Given entries →
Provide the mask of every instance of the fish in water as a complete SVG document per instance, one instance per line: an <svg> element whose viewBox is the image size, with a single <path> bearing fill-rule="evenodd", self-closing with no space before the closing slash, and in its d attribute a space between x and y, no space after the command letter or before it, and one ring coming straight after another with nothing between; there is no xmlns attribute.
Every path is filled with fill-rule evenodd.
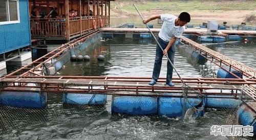
<svg viewBox="0 0 256 140"><path fill-rule="evenodd" d="M183 121L186 123L194 123L196 122L196 119L197 116L197 109L194 107L192 107L186 111Z"/></svg>

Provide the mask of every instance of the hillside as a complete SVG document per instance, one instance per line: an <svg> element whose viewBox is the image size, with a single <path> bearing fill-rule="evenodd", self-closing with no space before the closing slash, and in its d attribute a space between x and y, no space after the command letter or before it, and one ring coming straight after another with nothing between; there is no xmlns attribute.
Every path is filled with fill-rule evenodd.
<svg viewBox="0 0 256 140"><path fill-rule="evenodd" d="M138 16L133 4L135 4L145 17L162 13L178 15L181 12L186 11L190 14L193 19L197 21L246 21L247 24L256 26L256 1L117 0L111 2L111 16Z"/></svg>

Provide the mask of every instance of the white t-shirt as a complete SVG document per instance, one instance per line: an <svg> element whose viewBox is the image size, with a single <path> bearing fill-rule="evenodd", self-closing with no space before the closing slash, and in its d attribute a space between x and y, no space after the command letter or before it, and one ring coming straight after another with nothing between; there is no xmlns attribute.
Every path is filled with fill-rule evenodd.
<svg viewBox="0 0 256 140"><path fill-rule="evenodd" d="M173 36L180 38L185 30L185 26L175 26L175 19L178 17L172 14L161 14L163 26L158 34L159 37L166 42L169 42Z"/></svg>

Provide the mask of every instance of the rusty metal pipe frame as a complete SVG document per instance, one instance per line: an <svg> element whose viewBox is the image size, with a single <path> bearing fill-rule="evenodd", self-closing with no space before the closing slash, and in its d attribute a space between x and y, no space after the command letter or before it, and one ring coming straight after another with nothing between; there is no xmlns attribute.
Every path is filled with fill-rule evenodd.
<svg viewBox="0 0 256 140"><path fill-rule="evenodd" d="M23 69L25 69L26 68L27 68L29 66L30 66L30 65L32 65L33 64L35 63L35 62L43 62L42 61L42 62L40 62L40 60L42 60L44 58L45 58L46 57L47 57L49 55L50 55L51 53L56 53L54 55L50 57L49 58L48 58L48 59L47 59L46 60L45 60L45 61L44 61L44 62L47 62L47 61L49 61L52 59L53 59L54 57L55 57L55 56L57 56L58 55L59 55L60 53L63 53L63 52L64 51L65 51L66 50L68 49L69 47L71 46L72 45L74 45L74 44L75 44L76 43L78 43L78 42L80 42L81 41L84 41L84 40L86 40L86 39L87 39L88 37L89 37L91 35L93 35L96 33L97 33L98 32L100 32L100 30L98 30L98 31L95 31L95 32L91 32L90 33L89 33L84 36L83 36L81 37L79 37L78 38L78 39L76 39L73 41L72 41L66 44L63 44L63 45L62 45L61 46L60 46L59 47L57 48L57 49L52 51L51 52L50 52L50 53L46 54L45 55L38 58L37 59L35 60L35 61L31 62L31 63L29 63L29 64L28 64L27 65L20 68L19 69L18 69L17 70L16 70L14 72L13 72L12 73L11 73L10 74L7 75L7 76L3 77L1 78L3 79L3 78L5 78L5 77L7 77L8 76L12 76L12 75L13 75L16 73L17 73L18 72L21 71L22 70L23 70ZM60 51L60 50L59 50L60 49L61 49L62 48L64 48L64 49L61 49ZM55 51L59 51L57 53L55 53ZM38 64L37 65L36 65L36 66L34 67L33 68L32 68L31 69L30 69L30 72L32 72L33 70L34 70L36 68L39 68L40 66L41 66L41 63L39 63L39 64ZM23 75L27 75L27 74L29 74L29 72L28 71L27 72L25 73L23 73L21 75L22 76L23 76Z"/></svg>
<svg viewBox="0 0 256 140"><path fill-rule="evenodd" d="M182 36L182 37L181 37L181 39L182 40L183 40L185 41L186 42L188 43L188 44L189 44L191 45L192 47L193 47L193 48L195 48L195 49L196 49L196 50L199 50L200 51L201 51L201 52L204 52L205 53L206 53L206 54L207 54L207 55L211 55L211 57L212 57L212 58L215 58L215 59L216 59L216 60L218 60L218 59L216 59L216 58L215 58L215 57L212 57L212 56L214 56L214 55L212 55L212 54L208 54L208 53L207 53L205 51L203 50L202 50L201 48L198 48L197 45L200 45L200 44L198 44L198 43L196 43L196 42L195 42L195 43L197 43L197 44L194 44L194 43L190 43L190 42L189 42L189 41L188 41L187 40L188 40L188 39L188 39L188 38L186 38L186 37L184 37L184 36ZM190 40L190 39L189 39L189 40ZM194 42L193 42L193 43L194 43ZM206 57L206 56L204 56L204 55L202 55L202 56L204 56L205 58L206 58L206 59L207 59L208 60L209 60L209 61L211 61L211 62L214 62L212 61L211 61L211 60L210 60L209 59L208 59L208 58L207 58L207 57ZM250 74L247 73L246 72L243 71L242 71L241 69L240 69L239 68L238 68L237 67L236 67L236 66L234 66L233 65L232 65L232 64L229 64L229 63L228 63L228 62L227 62L224 61L224 62L223 62L223 60L222 60L221 58L218 58L219 59L219 60L218 60L218 61L222 61L222 62L223 62L224 64L228 65L230 65L230 66L232 66L232 67L234 68L234 69L236 69L236 70L237 70L237 71L242 71L242 72L243 72L243 75L245 75L245 75L246 77L250 77L252 76L251 75L250 75ZM218 65L218 66L220 66L220 65ZM246 66L246 67L247 67L247 68L248 68L251 69L251 68L250 68L250 67L248 67L248 66ZM234 75L234 74L233 74L232 73L231 73L231 72L229 72L229 71L227 71L225 68L223 68L223 69L224 69L224 70L225 70L225 71L226 71L227 72L229 73L230 74L231 74L232 75L233 75L233 76L235 76L236 77L237 77L237 78L238 78L238 77L237 77L236 75Z"/></svg>
<svg viewBox="0 0 256 140"><path fill-rule="evenodd" d="M144 80L151 80L152 77L129 77L129 76L6 76L6 78L41 78L41 79L80 79L80 80L110 80L112 79L117 80L119 79L132 79L132 80L139 80L141 79ZM7 78L8 79L8 78ZM256 79L233 79L233 78L189 78L189 77L184 77L183 78L184 80L209 80L209 81L241 81L241 82L256 82ZM166 78L160 77L158 79L159 80L165 80ZM179 80L179 78L175 77L173 78L173 80Z"/></svg>
<svg viewBox="0 0 256 140"><path fill-rule="evenodd" d="M185 40L183 40L186 41ZM213 57L213 55L211 55L211 54L208 54L208 53L207 53L207 52L206 52L205 51L202 50L202 49L200 49L200 48L198 48L197 46L196 46L194 45L193 44L192 44L192 43L189 43L189 42L188 42L188 43L189 44L191 44L191 45L192 45L192 48L195 48L195 49L196 50L199 50L199 51L200 51L200 52L204 52L204 53L205 53L205 55L202 55L202 54L201 54L201 53L200 53L200 55L201 55L203 57L204 57L204 58L205 58L206 59L207 59L207 60L208 60L209 61L210 61L212 62L214 64L215 64L215 65L217 65L217 66L218 66L219 67L221 67L221 68L223 69L225 71L226 71L226 72L227 72L229 73L229 74L230 74L231 75L232 75L233 76L234 76L234 77L236 77L236 78L238 78L238 79L241 79L241 78L240 78L240 77L239 77L237 76L237 75L236 75L235 74L234 74L233 73L232 73L232 72L229 72L229 71L228 71L228 70L226 69L226 68L224 68L224 67L223 67L223 66L221 66L220 65L219 65L219 64L217 64L216 62L214 62L213 60L211 60L211 59L212 59L211 58L208 58L208 57L207 57L207 55L208 55L208 56L210 56L210 57L212 57L212 58L215 58L215 57ZM216 59L216 60L217 60L218 61L219 61L220 62L221 62L221 61L222 61L222 60L221 60L221 59L219 59L219 60L218 60L218 59L216 59L216 58L215 58L215 59ZM222 62L222 63L224 63L224 64L226 64L226 65L227 65L226 64L227 63L226 63L226 62ZM228 64L228 65L229 65L229 64ZM246 76L246 77L247 77L247 76Z"/></svg>
<svg viewBox="0 0 256 140"><path fill-rule="evenodd" d="M97 85L97 86L93 86L93 85L76 85L75 86L73 87L77 87L77 86L81 86L81 87L91 87L91 86L101 86L104 87L104 85ZM100 90L104 90L106 89L113 89L113 90L119 90L119 89L123 89L123 90L148 90L149 91L152 90L152 91L155 91L156 90L182 90L183 88L181 87L153 87L153 86L143 86L143 87L136 87L136 86L107 86L107 88L106 89L99 89ZM26 85L22 85L22 84L19 84L19 85L15 85L14 84L11 85L8 85L7 86L2 86L1 87L2 88L2 89L4 89L4 88L6 87L17 87L17 88L40 88L40 89L57 89L58 90L60 89L76 89L76 88L72 87L72 86L69 86L67 87L65 86L63 86L62 84L59 84L58 85L37 85L37 86L27 86ZM85 88L87 89L87 90L89 90L89 88ZM92 90L93 90L92 89ZM202 90L203 89L205 90L207 90L207 89L223 89L223 90L240 90L241 89L238 89L238 88L232 88L231 87L226 87L226 88L221 88L221 87L194 87L193 89L191 90L193 90L194 91L194 90ZM165 92L167 92L167 91L165 91ZM194 92L195 93L195 92Z"/></svg>
<svg viewBox="0 0 256 140"><path fill-rule="evenodd" d="M16 83L41 83L42 81L46 80L49 78L49 80L53 80L53 78L54 78L56 81L59 81L60 83L61 81L63 82L63 80L76 80L76 81L84 82L85 81L117 81L117 82L147 82L151 79L149 78L144 78L144 77L72 77L72 76L57 76L52 77L51 76L29 76L26 77L32 77L32 78L26 79L24 78L24 77L22 77L22 78L19 78L19 80L23 80L23 81L17 81L17 79L14 78L6 78L5 79L2 79L2 82L16 82ZM62 78L60 79L60 78ZM75 78L75 79L71 79ZM75 79L77 78L77 79ZM174 78L173 82L175 83L180 83L181 81L178 78ZM220 78L184 78L184 80L186 82L189 83L196 83L196 84L230 84L230 85L237 85L237 84L256 84L256 79L220 79ZM27 80L27 81L26 81ZM35 80L34 81L33 80ZM165 80L163 79L163 78L160 78L159 81L159 83L164 83ZM227 83L226 83L227 82Z"/></svg>
<svg viewBox="0 0 256 140"><path fill-rule="evenodd" d="M19 91L19 92L31 92L33 90L31 89L4 89L3 91ZM127 91L127 90L119 90L116 91L114 90L108 90L107 92L105 91L102 91L100 90L91 90L91 92L88 92L88 90L87 89L44 89L40 91L40 92L46 92L48 94L67 94L67 93L72 93L72 94L95 94L95 95L118 95L122 96L140 96L140 97L177 97L177 98L183 98L183 96L176 96L176 95L165 95L164 94L167 93L167 92L162 92L161 93L157 93L150 92L148 91L143 91L143 94L136 94L136 91ZM183 92L172 92L174 94L181 95ZM207 92L203 93L205 95L219 95L219 97L209 97L207 98L223 98L223 99L238 99L234 96L234 94L230 93L218 93L218 92ZM194 95L194 96L193 96ZM222 97L221 96L230 96L230 97ZM189 98L198 98L198 97L195 96L194 92L188 92L188 96Z"/></svg>
<svg viewBox="0 0 256 140"><path fill-rule="evenodd" d="M91 33L89 33L89 34L87 34L86 36L85 37L84 37L82 39L81 39L79 40L78 41L76 41L74 43L68 43L66 45L68 45L68 46L67 46L64 49L61 50L61 51L59 51L59 52L56 53L55 54L53 55L52 56L50 57L49 58L48 58L47 59L46 59L45 61L44 61L44 62L42 62L42 63L47 62L47 61L51 60L52 59L54 58L55 57L58 56L61 53L63 53L66 50L68 49L70 47L73 46L74 45L76 45L76 44L78 43L79 42L80 42L81 41L83 41L85 40L86 39L87 39L88 38L89 38L90 36L93 35L94 35L94 34L96 34L96 33L98 33L99 32L100 32L100 31L97 31L94 32L92 32ZM56 50L58 50L58 49L60 49L61 48L61 46L60 46L60 47L58 48L57 49L56 49L54 50L54 51L51 52L50 53L47 54L46 55L49 55L49 54L51 53L52 52L56 51ZM38 65L37 65L36 66L35 66L34 67L33 67L33 68L32 68L30 71L33 71L33 70L34 70L35 69L38 68L41 65L42 65L42 64L40 63ZM26 75L28 75L29 74L29 72L28 71L27 72L25 72L25 73L22 74L20 75L22 75L22 76Z"/></svg>

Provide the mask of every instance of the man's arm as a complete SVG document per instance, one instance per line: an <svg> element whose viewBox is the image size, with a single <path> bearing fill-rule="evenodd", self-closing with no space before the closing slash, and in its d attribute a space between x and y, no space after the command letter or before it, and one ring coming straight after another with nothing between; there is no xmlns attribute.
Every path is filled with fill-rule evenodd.
<svg viewBox="0 0 256 140"><path fill-rule="evenodd" d="M157 18L161 19L161 15L156 15L156 16L152 16L151 17L150 17L147 19L144 19L142 20L142 22L144 24L146 24L147 22L150 22L150 21L153 20L155 20L155 19L157 19Z"/></svg>
<svg viewBox="0 0 256 140"><path fill-rule="evenodd" d="M175 36L173 36L173 37L172 37L172 38L170 38L170 41L167 45L166 48L163 50L163 54L164 55L166 55L167 54L168 50L169 50L172 46L173 46L173 44L174 43L174 42L175 42L175 41L176 41L176 39L177 37L176 37Z"/></svg>

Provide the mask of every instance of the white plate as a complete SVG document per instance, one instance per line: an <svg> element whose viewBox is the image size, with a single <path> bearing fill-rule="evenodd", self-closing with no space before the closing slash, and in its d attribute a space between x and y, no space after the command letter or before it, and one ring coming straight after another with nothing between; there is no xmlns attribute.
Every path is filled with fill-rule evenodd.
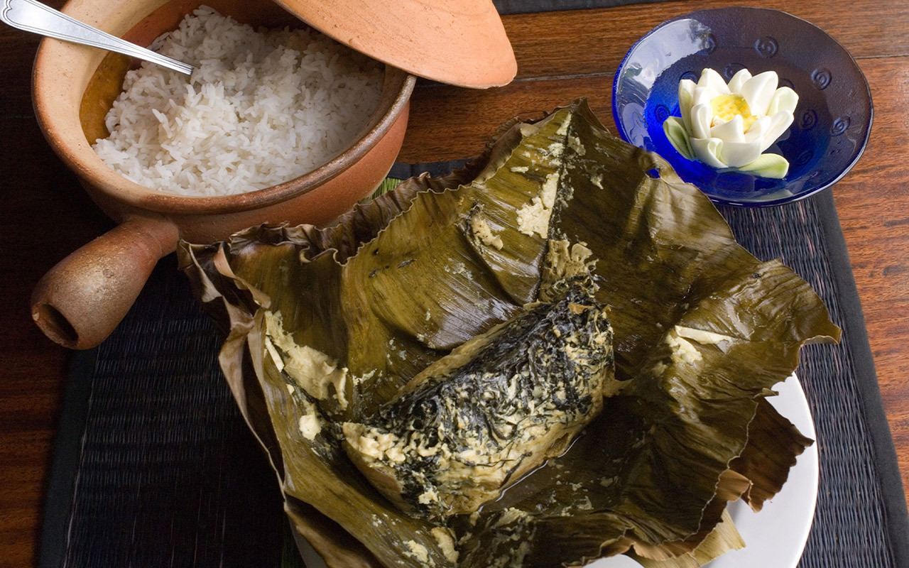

Task to complete → Reproduce verbatim the entries from the line containing "Provide the mask of every instance of the hillside" to the line containing "16L133 4L135 4L145", inclusive.

The response →
Provide the mask of every instance of the hillside as a complete SVG document per instance, one instance per line: an <svg> element whose viewBox is the image size, with a single <path> bearing fill-rule="evenodd", self-closing with no space before the closing slash, and in its d attribute a space between x and y, no space after the command letter or before it, and one ring coming straight after another with nothing between; there is no xmlns attribute.
Every path is filled with fill-rule evenodd.
<svg viewBox="0 0 256 140"><path fill-rule="evenodd" d="M138 16L133 4L135 4L145 17L162 13L178 15L181 12L186 11L190 14L193 19L197 21L246 21L247 24L256 26L256 1L117 0L111 2L111 16Z"/></svg>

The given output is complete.